━━━━━ Section du texte ━━━━━

Dix ans d'intervalle entre les parutions des albums Us et Up. Dix ans, dont huit en studio, entre autres activités. Et on trouve ça normal. Pensez qu'en dix ans, les Beatles sont venus, ont vaincu et sont repartis. En dix ans, les carrières entières de Jimi Hendrix et de Buddy Holly sont incluses, bout à bout. À cet effarant rythme-là, Gabriel offrira au monde quatre, peut-être cinq albums de matériel neuf avant de célébrer son centenaire.Pourquoi je fais de cette décennie d'écart un tel cas? Parce qu'on trouve ça normal, justement. Peter Gabriel étant considéré comme un artiste important, parce qu'il fait oeuvre, parce qu'on le sait extraordinairement exigeant, parce qu'il va chercher au fin fond de lui-même la matière de son art et ne recule devant aucun sujet (c'est particulièrement vrai pour Up: il cause de sa condition de mortel dans No Way Out, de la peur enfantine du noir et des monstres dans Darkness, de la décadence dans la parodique The Barry Williams Show, et ainsi de suite), on se dit que Proust et lui, c'est kif-kif. Même combat. Même recherche infinie du temps perdu.
Eh ben je m'inscris en faux. Un album de musique pop n'est jamais qu'un album de musique pop. Tel notre Pag national, qui n'a pas offert la moindre chanson neuve depuis la fin des années 80 parce que son fameux projet de «patchwork de moments de grâce» n'aboutit jamais, Gabriel accorde une valeur démesurée à sa production. Qu'il lèche, qu'il peaufine, qu'il distille goutte à goutte son océan de musique, qu'il épure à partir de mille strates de notes et de bruits divers, je veux bien, mais après six mois, franchement, c'est du niaisage. De l'indulgence. Du gaspillage. De la barbe qui blanchit.

━━━━━ Données fournies ━━━━━

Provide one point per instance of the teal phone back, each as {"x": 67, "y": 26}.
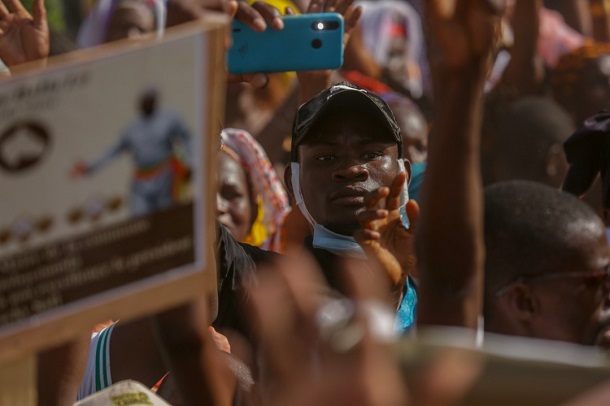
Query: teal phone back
{"x": 303, "y": 44}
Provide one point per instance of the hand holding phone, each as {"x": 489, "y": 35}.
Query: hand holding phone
{"x": 307, "y": 42}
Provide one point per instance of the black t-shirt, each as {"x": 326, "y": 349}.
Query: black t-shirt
{"x": 237, "y": 265}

━━━━━

* Consignes écrites
1. Dans la critique de l'album Up, quelle chanson aborde la peur enfantine du noir et des monstres ?
2. Poursuivez la critique de l'album Up à partir de l'endroit où elle s'arrête.
La liste n'a aucun rapport avec la critique de l'album Up.

* Réponses aux consignes
1. Darkness.

2.
Up vaut six mois de travail, pas plus. Six mois pour une heure d'écoute: le ratio est honnête. Pas besoin de plus pour en arriver à brosser ce tableau noir foncé des dures réalités de la vie, si fins soient les traits, si justes soient les observations, si subtil soit le jeu des as Tony Levin, Manu Katché, Shankar et compagnie, si heureuses soient les contributions des invités Peter Green, Daniel Lanois, Blind Boys Of Alabama et feu Nusrat Fateh Ali Khan (lequel a eu le temps de mourir avant que la chanson Signal Of Noise fasse surface, c'est dire). La mélodie de Sky Blue ne serait pas moins belle si la chanson avait été créée avant-hier et enregistrée hier, piano-voix. Pareil pour My Head Sounds Like That: la très lente ballade est prenante et triste et pertinente et tout ça, mais certainement pas plus forte ou réussie ou achevée que Biko ou Carpet Crawlers. Up est un disque de très grande valeur mais qui ne vaut pas dix ans d'une vie. Même si on l'écoutera au moins aussi longtemps.
Je ne peux m'empêcher de penser qu'on y perd tous au change, qu'on aurait pu avoir quatre albums tout aussi valables de Gabriel dans le même temps (et quelques spectacles au passage), pour peu que l'homme se soit imposé des échéances raisonnables et un brin contraignantes. «Old men take a little longer to get up», badine ces jours-ci Gabriel en entrevue. À ce point-là, j'irais voir mon médecin.